WHAT YOU HAVE TO DO:
All entries must be given again in full, exactly as they were supplied.

---- ENTRIES SUPPLIED

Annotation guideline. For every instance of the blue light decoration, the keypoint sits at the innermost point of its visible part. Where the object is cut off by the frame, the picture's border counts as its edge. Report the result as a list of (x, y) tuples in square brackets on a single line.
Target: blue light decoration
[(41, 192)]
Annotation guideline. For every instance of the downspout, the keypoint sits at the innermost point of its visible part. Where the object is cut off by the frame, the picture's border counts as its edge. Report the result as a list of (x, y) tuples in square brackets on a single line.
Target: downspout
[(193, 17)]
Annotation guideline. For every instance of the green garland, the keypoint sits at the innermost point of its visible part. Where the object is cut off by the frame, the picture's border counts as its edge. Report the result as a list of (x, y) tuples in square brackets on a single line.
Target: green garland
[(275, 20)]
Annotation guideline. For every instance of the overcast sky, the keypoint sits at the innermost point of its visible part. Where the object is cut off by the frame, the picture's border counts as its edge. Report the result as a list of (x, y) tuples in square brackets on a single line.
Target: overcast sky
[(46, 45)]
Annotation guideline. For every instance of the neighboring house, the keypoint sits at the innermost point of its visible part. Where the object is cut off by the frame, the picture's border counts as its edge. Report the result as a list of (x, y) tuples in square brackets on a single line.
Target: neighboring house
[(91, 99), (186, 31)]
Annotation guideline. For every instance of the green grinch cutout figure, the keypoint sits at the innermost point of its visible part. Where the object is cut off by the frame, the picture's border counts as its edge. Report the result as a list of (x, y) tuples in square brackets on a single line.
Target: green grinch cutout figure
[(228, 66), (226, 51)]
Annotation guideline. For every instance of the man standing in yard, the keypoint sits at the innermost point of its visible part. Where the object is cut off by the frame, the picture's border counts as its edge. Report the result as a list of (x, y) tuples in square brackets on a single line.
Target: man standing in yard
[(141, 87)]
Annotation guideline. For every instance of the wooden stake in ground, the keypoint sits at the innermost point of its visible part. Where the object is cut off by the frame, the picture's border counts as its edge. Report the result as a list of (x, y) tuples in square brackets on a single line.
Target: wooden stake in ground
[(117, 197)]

--------

PROBLEM SOLUTION:
Annotation guideline. For every instance of the blue light decoration, the keypoint sits at the innermost point of its visible part. Where the object is cut off by the frame, the picture's border counts as its edge. Report the result as a list of (x, y) tuples in square brackets on a single line.
Target: blue light decoration
[(41, 192)]
Annotation guideline. For every instance of the downspout, the keypoint sits at the innermost point of its visible part. Where the object is cut off by the frame, the picture's border counts as its edge. Report the result as a list of (x, y) tuples in square brackets on a single line.
Target: downspout
[(193, 17)]
Annotation guideline. For every instance of the green garland, the keypoint sits at the innermost point of its visible part. Where the object is cut off by the frame, the picture's border counts as its edge. Report the result as a list of (x, y) tuples in square brackets on a single line.
Target: green garland
[(275, 20)]
Annotation guideline. For every instance of the overcast sky, the keypoint sits at the innermost point of its visible part. Where the object is cut off by the frame, the picture's border counts as its edge. Report the result as a list of (x, y) tuples in square brackets on a single line.
Target: overcast sky
[(46, 45)]
Annotation guideline. For every instance of the neighboring house, the keypoint sits at the innermost point of its visible part. Where the object is cut off by the frame, the picture's border counts as its edge. Report the result as a list of (x, y) tuples in square brackets on a single line.
Target: neighboring house
[(91, 99), (186, 31)]
Annotation guideline. For every instance of the green grinch cutout figure, the keypoint sits at the innermost point of its visible part. Where the object is cut off by the frame, the picture's border counts as its edge. Report the result as a list of (x, y) tuples in square brackets on a single line.
Target: green grinch cutout figure
[(228, 66), (226, 51)]
Annotation guideline. For every instance of the man standing in yard, the keypoint sits at the innermost point of its visible part. Where the object is cut off by the frame, the picture's border counts as its edge. Report the result as a list of (x, y) tuples in square brackets on a single line.
Target: man standing in yard
[(141, 87)]
Annotation guideline. For every instance of the wooden stake in ground, the keypoint sits at the innermost point of its visible part. Where the object is cut off by the frame, the picture's border counts as its edge. Report the result as a list of (x, y) tuples in square brackets on a single line.
Target: wooden stake in ground
[(117, 197)]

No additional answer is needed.